== Record extracts ==

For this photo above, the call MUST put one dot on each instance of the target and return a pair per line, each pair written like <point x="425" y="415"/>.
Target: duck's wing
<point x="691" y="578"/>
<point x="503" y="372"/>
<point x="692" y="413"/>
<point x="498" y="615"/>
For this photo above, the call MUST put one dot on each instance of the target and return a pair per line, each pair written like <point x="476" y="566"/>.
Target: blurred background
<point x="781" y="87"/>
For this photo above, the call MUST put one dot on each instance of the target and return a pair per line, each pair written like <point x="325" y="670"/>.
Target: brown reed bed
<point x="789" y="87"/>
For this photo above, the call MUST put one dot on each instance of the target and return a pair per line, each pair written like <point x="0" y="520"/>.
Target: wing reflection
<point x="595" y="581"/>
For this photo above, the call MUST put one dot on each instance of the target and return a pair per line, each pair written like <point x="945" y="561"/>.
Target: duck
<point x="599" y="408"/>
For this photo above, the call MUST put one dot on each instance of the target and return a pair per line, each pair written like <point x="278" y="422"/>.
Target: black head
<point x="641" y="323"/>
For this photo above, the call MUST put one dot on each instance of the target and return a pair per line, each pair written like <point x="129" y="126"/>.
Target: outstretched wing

===
== Record extracts ==

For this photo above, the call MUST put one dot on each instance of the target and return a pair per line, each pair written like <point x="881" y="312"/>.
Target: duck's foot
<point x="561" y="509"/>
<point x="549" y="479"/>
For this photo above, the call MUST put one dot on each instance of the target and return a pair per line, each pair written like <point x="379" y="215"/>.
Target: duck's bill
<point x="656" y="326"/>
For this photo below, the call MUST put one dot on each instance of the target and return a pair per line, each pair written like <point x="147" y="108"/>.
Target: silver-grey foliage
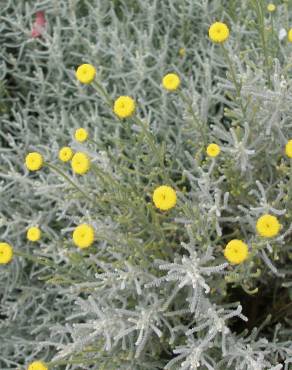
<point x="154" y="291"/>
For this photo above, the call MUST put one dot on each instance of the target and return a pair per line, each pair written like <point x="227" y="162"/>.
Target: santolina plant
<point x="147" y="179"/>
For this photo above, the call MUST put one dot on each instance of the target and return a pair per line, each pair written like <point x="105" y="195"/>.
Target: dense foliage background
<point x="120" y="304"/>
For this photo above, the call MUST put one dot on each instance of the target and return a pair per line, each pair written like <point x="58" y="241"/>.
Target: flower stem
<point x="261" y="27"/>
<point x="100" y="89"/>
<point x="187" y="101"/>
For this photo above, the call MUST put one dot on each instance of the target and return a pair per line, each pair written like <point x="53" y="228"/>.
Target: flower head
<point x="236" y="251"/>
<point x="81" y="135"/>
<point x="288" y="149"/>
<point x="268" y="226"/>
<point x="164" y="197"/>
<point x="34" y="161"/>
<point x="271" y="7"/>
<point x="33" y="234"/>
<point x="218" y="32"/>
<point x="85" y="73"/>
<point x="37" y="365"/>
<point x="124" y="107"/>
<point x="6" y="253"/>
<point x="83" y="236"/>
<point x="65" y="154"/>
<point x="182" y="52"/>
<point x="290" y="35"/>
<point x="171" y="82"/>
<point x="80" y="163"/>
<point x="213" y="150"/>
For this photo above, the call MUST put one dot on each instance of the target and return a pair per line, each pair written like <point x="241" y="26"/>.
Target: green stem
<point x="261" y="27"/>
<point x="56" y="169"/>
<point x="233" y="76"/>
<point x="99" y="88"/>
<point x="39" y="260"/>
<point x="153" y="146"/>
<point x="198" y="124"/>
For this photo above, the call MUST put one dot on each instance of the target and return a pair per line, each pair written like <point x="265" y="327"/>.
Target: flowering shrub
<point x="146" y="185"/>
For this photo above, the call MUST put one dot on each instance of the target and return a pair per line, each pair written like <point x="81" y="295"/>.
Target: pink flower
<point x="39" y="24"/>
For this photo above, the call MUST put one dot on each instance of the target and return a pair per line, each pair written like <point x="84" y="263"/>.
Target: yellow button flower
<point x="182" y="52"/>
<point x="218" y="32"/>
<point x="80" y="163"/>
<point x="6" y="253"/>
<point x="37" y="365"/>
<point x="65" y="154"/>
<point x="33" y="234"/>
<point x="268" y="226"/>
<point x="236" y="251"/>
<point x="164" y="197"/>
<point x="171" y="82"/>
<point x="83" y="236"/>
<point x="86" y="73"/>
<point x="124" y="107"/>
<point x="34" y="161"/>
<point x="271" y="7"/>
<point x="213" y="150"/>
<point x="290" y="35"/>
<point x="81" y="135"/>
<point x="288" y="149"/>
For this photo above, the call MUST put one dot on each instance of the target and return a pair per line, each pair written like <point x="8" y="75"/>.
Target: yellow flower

===
== Record extracts ==

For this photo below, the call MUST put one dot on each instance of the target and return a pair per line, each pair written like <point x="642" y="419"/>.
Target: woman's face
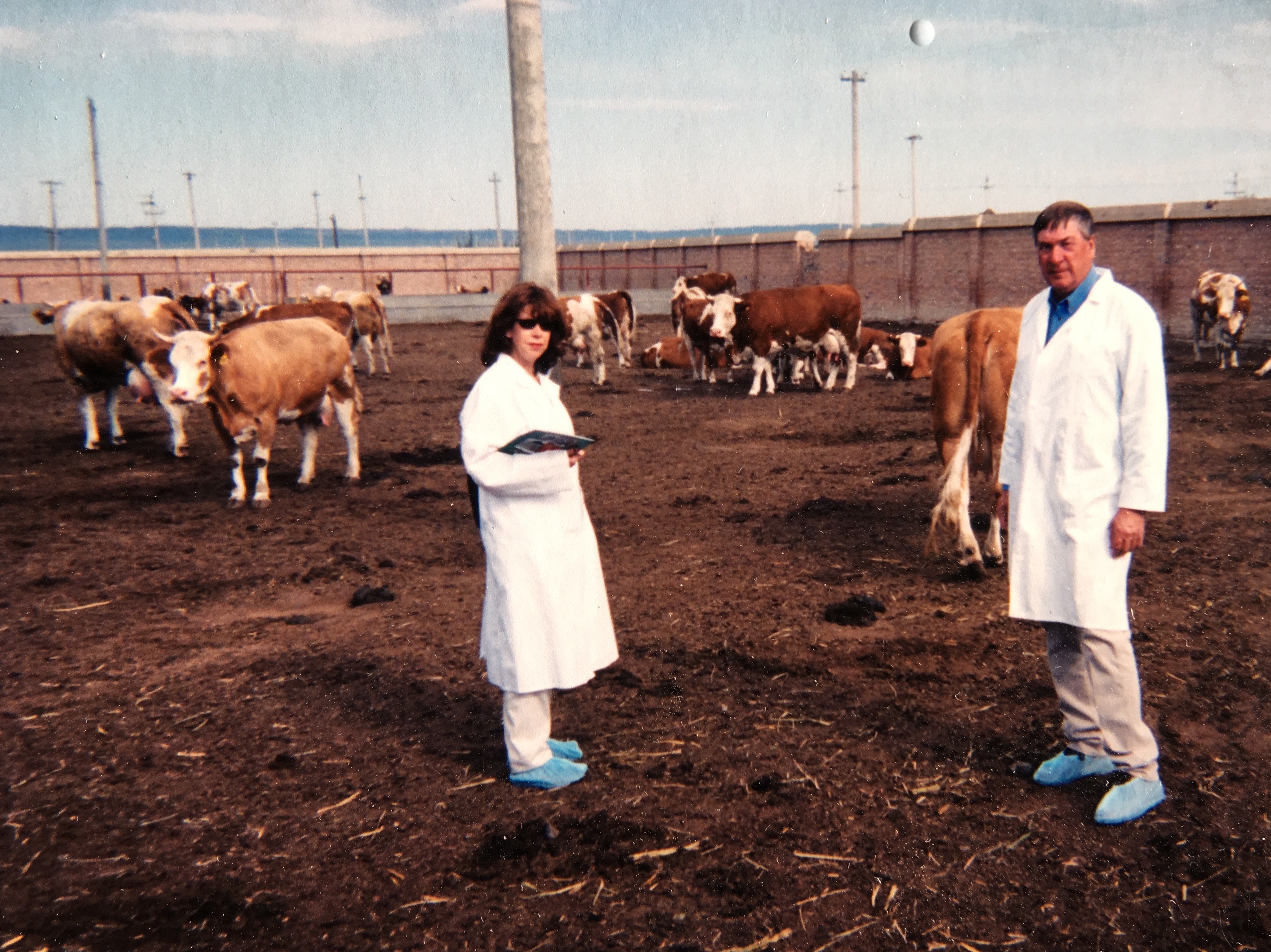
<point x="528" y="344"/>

===

[Problem details]
Pick out each line of the material above that contains the word "stem".

[Answer for this exercise]
Target: flower stem
Target: green stem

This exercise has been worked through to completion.